DIRECTIONS: Please pick out and copy every line of the material below that contains the word "stone".

RECORD EXCERPTS:

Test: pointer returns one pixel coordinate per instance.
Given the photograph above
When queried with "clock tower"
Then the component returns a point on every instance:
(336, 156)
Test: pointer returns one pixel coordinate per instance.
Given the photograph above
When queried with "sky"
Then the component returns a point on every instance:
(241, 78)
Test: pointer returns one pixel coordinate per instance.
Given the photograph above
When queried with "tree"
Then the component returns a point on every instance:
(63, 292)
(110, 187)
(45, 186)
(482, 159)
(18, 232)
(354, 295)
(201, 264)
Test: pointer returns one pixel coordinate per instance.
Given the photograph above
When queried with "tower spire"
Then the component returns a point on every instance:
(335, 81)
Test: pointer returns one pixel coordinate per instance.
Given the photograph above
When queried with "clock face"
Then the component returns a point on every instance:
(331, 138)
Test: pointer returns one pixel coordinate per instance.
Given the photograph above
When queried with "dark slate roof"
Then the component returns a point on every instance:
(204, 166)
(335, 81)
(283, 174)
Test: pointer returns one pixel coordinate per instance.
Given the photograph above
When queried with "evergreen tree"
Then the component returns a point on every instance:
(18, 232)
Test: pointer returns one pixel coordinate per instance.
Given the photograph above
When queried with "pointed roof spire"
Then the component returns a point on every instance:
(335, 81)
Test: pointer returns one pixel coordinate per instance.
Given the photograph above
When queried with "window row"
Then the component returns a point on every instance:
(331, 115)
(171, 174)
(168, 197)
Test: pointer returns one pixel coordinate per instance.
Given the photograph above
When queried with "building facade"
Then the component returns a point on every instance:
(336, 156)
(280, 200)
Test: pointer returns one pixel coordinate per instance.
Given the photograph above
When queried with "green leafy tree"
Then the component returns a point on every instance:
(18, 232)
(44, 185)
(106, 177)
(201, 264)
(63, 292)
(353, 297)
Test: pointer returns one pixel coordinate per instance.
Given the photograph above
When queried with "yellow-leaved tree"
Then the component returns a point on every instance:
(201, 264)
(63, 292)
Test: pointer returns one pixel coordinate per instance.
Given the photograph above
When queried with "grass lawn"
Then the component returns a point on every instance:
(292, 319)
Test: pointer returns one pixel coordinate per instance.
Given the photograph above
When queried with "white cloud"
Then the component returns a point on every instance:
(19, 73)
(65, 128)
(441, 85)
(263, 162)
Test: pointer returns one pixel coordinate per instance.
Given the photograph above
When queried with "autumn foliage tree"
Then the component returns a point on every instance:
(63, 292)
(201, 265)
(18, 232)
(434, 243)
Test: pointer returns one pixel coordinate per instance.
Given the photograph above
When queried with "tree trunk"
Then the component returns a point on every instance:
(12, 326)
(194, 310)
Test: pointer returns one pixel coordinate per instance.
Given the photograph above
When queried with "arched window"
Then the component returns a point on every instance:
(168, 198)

==

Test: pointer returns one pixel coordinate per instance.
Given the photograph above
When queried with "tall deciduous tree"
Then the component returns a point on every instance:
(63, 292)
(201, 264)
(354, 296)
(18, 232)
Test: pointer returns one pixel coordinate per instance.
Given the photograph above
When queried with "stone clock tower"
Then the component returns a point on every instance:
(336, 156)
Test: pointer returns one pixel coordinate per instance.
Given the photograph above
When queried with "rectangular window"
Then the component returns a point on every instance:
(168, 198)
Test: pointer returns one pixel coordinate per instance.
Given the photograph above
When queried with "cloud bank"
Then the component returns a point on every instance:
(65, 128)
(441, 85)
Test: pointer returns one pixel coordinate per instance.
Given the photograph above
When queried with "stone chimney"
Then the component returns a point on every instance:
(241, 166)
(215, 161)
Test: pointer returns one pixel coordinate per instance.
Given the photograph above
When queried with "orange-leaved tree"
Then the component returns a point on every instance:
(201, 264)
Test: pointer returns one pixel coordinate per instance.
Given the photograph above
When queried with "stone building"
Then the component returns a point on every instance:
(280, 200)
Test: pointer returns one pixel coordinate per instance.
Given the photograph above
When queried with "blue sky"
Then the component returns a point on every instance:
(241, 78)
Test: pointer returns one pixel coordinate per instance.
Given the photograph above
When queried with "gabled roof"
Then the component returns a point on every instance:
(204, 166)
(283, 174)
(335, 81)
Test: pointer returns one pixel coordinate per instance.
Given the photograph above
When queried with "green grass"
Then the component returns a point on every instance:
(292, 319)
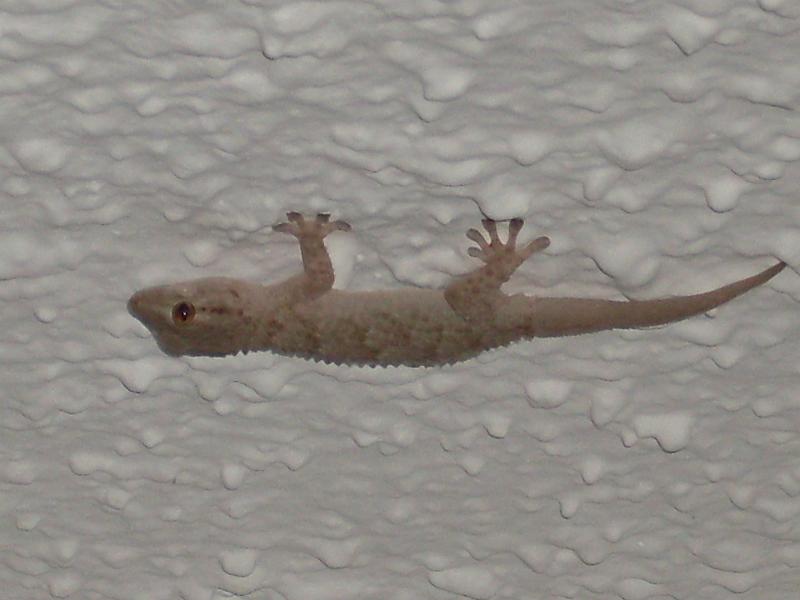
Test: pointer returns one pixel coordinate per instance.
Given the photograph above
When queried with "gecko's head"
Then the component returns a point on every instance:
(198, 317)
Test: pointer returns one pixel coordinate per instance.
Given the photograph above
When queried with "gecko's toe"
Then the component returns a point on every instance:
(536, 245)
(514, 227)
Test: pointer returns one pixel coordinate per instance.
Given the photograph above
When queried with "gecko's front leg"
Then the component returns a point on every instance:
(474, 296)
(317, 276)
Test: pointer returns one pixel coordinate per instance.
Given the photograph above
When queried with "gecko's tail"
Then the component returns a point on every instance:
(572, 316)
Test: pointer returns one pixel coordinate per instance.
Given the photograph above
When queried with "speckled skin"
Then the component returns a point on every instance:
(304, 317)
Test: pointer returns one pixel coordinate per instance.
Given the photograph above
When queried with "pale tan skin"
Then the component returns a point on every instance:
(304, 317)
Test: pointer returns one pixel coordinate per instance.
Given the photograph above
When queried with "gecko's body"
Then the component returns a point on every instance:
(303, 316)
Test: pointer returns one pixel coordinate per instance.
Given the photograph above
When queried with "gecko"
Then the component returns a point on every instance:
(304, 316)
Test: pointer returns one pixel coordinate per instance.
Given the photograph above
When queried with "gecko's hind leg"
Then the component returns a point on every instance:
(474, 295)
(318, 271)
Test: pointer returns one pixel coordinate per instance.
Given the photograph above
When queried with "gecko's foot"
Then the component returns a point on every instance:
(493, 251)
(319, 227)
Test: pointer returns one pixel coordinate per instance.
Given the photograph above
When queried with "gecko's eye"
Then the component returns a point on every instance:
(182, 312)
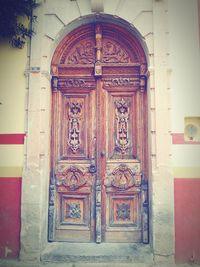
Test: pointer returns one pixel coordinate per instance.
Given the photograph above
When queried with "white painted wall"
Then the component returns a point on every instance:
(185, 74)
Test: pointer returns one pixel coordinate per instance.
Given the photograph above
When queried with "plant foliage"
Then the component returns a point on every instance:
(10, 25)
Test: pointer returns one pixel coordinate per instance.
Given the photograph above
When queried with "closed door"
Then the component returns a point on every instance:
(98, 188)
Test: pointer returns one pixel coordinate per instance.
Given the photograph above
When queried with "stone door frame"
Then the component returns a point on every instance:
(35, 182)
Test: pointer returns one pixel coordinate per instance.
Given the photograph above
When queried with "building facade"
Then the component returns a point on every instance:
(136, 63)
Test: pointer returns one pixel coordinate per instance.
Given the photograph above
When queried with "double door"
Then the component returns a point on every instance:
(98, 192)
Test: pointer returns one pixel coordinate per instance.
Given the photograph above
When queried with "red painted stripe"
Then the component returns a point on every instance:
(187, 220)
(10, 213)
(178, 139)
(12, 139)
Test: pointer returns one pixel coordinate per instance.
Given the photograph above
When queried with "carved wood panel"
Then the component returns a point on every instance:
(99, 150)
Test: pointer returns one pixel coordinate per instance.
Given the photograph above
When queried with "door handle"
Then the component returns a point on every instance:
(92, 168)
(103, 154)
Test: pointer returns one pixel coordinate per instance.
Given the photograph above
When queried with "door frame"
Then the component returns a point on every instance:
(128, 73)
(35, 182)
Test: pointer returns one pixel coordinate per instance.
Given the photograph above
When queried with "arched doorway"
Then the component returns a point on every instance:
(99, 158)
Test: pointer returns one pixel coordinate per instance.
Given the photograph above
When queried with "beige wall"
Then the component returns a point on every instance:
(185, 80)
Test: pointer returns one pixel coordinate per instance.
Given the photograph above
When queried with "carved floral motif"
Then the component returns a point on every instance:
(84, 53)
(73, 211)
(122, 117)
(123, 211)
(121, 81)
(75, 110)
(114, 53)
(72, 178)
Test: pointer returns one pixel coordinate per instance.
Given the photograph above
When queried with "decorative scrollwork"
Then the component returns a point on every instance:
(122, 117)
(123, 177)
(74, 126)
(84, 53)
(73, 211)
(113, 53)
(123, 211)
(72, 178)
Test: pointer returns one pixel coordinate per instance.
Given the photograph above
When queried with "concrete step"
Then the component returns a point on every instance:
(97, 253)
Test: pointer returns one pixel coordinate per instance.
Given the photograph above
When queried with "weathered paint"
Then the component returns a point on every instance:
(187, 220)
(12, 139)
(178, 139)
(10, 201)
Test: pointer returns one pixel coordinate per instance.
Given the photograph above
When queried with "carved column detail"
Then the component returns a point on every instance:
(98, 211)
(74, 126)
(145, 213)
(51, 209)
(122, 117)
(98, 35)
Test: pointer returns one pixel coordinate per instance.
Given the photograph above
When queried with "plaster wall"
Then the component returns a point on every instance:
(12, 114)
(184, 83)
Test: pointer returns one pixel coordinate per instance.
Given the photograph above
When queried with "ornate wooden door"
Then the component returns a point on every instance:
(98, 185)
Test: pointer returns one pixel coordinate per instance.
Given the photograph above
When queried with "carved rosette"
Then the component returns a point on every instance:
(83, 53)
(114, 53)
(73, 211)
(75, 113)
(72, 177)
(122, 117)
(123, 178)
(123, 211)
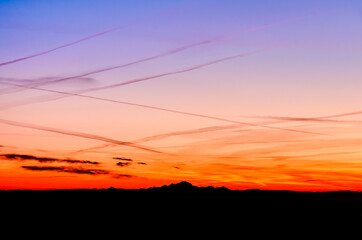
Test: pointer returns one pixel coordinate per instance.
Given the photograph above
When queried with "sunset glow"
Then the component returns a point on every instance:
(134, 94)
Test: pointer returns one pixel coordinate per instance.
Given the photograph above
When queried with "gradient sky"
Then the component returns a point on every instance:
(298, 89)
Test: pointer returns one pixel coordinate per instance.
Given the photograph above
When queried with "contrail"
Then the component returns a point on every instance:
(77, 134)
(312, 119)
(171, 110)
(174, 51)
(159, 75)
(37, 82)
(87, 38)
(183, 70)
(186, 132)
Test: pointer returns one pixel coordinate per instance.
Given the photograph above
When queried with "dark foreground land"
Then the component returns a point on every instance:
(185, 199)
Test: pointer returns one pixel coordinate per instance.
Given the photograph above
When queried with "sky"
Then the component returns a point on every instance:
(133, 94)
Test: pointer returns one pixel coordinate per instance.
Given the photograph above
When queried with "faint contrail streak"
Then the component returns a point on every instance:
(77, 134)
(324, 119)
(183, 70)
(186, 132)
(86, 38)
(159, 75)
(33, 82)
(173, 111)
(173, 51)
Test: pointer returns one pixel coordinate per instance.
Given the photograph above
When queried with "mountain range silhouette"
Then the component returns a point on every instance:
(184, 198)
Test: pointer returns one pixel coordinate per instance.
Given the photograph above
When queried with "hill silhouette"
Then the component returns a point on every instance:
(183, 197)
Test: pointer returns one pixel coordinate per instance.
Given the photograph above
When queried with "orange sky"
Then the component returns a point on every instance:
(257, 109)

---

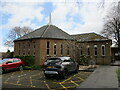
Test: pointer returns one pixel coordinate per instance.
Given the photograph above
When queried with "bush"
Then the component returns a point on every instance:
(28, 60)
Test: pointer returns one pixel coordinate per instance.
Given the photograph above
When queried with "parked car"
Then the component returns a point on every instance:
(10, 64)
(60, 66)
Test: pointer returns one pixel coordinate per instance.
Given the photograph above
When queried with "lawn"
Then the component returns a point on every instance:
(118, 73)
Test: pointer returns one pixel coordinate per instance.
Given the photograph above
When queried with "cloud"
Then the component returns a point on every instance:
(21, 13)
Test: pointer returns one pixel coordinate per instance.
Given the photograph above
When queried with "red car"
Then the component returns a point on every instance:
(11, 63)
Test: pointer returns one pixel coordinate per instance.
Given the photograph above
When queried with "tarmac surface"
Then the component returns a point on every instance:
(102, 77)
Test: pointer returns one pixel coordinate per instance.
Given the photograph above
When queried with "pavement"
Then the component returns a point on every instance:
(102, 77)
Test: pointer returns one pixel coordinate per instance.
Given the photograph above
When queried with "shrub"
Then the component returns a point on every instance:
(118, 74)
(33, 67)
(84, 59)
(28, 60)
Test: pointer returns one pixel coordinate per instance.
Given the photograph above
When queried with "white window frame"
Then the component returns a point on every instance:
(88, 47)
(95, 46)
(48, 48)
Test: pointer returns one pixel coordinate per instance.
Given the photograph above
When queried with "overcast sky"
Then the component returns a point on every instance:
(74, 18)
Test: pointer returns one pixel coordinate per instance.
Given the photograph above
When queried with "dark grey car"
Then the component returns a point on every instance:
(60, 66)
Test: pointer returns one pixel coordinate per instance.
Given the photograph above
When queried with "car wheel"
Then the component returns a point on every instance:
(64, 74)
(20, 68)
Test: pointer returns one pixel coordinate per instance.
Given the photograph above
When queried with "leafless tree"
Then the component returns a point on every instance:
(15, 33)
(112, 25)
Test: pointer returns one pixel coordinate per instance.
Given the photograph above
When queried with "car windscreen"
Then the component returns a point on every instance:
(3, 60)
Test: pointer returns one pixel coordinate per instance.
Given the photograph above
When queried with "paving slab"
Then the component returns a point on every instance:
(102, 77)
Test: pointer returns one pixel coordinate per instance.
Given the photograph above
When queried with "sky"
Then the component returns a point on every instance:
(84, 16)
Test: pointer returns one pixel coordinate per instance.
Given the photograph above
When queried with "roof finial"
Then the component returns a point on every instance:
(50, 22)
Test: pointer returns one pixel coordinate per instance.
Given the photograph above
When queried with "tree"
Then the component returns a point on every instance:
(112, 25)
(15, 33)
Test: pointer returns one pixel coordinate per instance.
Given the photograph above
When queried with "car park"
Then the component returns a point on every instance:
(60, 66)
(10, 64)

SOLUTION FOR THIS EXERCISE:
When queried with "stone clock tower"
When queried with "stone chimney"
When queried with "stone building"
When queried with "stone door frame"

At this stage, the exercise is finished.